* [Task description]
Retype every one of the following rows word for word, omitting the pictures from your reply.

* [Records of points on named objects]
============================================================

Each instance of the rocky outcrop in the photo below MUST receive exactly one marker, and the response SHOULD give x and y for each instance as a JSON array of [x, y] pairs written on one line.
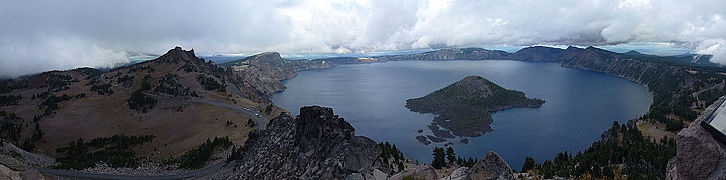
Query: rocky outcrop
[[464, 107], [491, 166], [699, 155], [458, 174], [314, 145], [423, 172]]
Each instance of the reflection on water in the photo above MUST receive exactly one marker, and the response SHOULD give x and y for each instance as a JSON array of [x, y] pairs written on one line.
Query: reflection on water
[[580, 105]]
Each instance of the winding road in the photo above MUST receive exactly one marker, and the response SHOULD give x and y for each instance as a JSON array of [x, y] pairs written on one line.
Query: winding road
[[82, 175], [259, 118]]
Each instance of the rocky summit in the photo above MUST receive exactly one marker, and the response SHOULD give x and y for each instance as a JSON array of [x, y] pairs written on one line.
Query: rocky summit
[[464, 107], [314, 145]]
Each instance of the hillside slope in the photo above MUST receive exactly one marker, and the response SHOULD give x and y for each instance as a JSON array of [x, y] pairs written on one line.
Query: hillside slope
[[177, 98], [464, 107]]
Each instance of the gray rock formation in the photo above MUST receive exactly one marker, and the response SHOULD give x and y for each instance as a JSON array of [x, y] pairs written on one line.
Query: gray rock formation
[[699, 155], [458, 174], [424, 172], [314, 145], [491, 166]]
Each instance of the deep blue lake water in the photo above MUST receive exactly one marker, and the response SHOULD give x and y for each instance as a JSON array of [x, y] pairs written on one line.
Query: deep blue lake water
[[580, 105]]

============================================================

* [Exercise result]
Each instance of the rocky outcrop in the photo below MUST receive exactly one marker, and the response SHOULD give x and y for each instance as a JSON array of [x, y] pairs written on one line.
Query: rocky outcrop
[[464, 107], [491, 166], [699, 155], [458, 174], [314, 145], [423, 172]]
Each instance of the reflection on water in the photo above MUST receive exactly one marker, and the response SHOULD give x and y for each instance as a JSON array of [x, y] pairs written on one line.
Query: reflection on water
[[580, 105]]
Each instance of the winding road in the photo above MUST receive exactly one marker, and the response SHOULD give x and y for each instance as a JSON array of [x, y] pairs written on one line.
Query: winding road
[[82, 175], [259, 118]]
Each instance of the rocky summit in the photo above MUST receive exactly one marker, and the response SHOULD give x and y for each instance as a JSON array of [x, y] pairs written on one line.
Query: rocky summit
[[464, 107], [314, 145]]
Each instance of the hillside slope in the photo above MUST receive exactly one marker, and the response SHOULD give x and y for each instance as a JSON array of [x, y] pairs written on one line.
Query: hillside slope
[[177, 98], [464, 107]]
Each instance of the gray rock formation in the photo above MUST receive exactly one marker, and the response SHOULD give x and y for each instance as a JSON array of [x, y] pairs written on one line.
Query: gray rock formation
[[699, 155], [458, 174], [424, 172], [314, 145], [491, 166]]
Each instance of the deep blue lake water in the photo above MUST receive exactly one marker, and the response SHOULD give x and y for each instance as a JSON array of [x, y] pairs written on one line.
Query: deep blue lake water
[[580, 105]]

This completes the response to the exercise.